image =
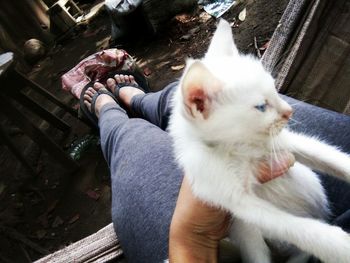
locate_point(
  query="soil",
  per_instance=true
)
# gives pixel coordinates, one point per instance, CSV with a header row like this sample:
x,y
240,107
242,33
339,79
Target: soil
x,y
56,208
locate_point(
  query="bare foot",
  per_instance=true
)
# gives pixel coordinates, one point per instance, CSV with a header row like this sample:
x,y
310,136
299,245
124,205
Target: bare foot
x,y
101,100
127,92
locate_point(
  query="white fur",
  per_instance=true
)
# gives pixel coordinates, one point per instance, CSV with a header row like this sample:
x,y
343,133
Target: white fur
x,y
219,152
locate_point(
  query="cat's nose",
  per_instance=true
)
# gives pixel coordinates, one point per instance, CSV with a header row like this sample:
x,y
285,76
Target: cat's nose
x,y
287,113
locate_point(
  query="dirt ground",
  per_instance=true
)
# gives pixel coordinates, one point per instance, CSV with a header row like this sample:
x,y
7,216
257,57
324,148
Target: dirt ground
x,y
56,208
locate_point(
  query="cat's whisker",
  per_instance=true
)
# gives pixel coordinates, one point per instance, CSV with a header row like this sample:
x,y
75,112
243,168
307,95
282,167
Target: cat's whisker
x,y
295,121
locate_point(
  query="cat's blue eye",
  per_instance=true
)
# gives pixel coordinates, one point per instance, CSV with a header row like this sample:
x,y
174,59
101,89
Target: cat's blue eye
x,y
261,107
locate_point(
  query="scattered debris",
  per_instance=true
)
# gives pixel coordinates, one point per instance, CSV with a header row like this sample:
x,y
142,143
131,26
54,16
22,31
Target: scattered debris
x,y
217,8
178,67
2,188
258,53
265,46
190,33
40,234
242,15
13,234
80,146
52,206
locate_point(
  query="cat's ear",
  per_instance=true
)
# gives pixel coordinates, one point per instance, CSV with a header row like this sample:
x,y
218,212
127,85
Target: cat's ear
x,y
199,88
222,43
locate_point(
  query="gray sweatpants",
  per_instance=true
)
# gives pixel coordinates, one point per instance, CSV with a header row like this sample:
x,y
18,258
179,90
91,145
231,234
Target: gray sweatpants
x,y
146,180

### Task to complete
Copy every line above word for word and exclude the pictures.

### Response
image =
locate_point(
  query="soil",
  per_instance=true
)
# gives pixel coordinates, one point per instance, CSV with a header row like this sample:
x,y
240,107
242,33
339,79
Target: soil
x,y
56,208
locate_point(
  query="bare foot",
  per_instance=true
)
# gives pixel coordinates, one point per instance, CSV with a header row like this sample:
x,y
310,136
299,245
124,205
Target: bare foot
x,y
101,100
127,92
locate_point(
  query="white fur",
  per_instance=true
)
# gives pixel coordinates, one point per instance, CSV with a header row like this sample:
x,y
343,133
Target: white fur
x,y
219,152
locate_point(
  query="cat's nose",
  per_instance=true
)
# gives pixel coordinates, one point per instance, CSV with a header row like this sample:
x,y
285,76
Target: cat's nose
x,y
287,113
locate_point(
  query="dirt ground",
  per_instance=true
)
# gives pixel coordinates, one point per instance, CSV with a header row like this sample:
x,y
7,216
257,57
324,148
Target: dirt ground
x,y
56,208
locate_point(
  query="cat's whisker",
  per_instance=true
)
# gives pixel coordinates, one point per instance, CSV with a header row like this sample:
x,y
75,112
243,168
307,95
282,167
Target: cat's whisker
x,y
295,121
locate_point(
  query="cat's blue eye",
  per_instance=true
)
# gives pixel coordinates, one point per instance, CSV with a header row like this sample:
x,y
174,59
101,89
Target: cat's blue eye
x,y
261,107
locate_point(
  query="scattered debris",
  per_instance=true
)
# gives pixel coordinates, one point per instance, CSV with a header row like this sample:
x,y
142,143
131,26
54,16
22,31
Target: scattered debris
x,y
217,8
178,67
2,188
258,53
265,46
190,33
40,234
242,15
13,234
80,146
52,206
locate_point(
  query="cat's ear",
  per_instance=true
)
# gives pixel coordinates, one point per instance, CSV with a header row like this sample:
x,y
218,212
127,85
Target: cat's ear
x,y
199,88
222,43
locate_point(
  query="gray sweatpants",
  per_instance=true
)
# gives pixel coordinates, one point per instance, CSV with a header row like this sample:
x,y
18,258
179,90
91,145
231,234
Target: gray sweatpants
x,y
146,180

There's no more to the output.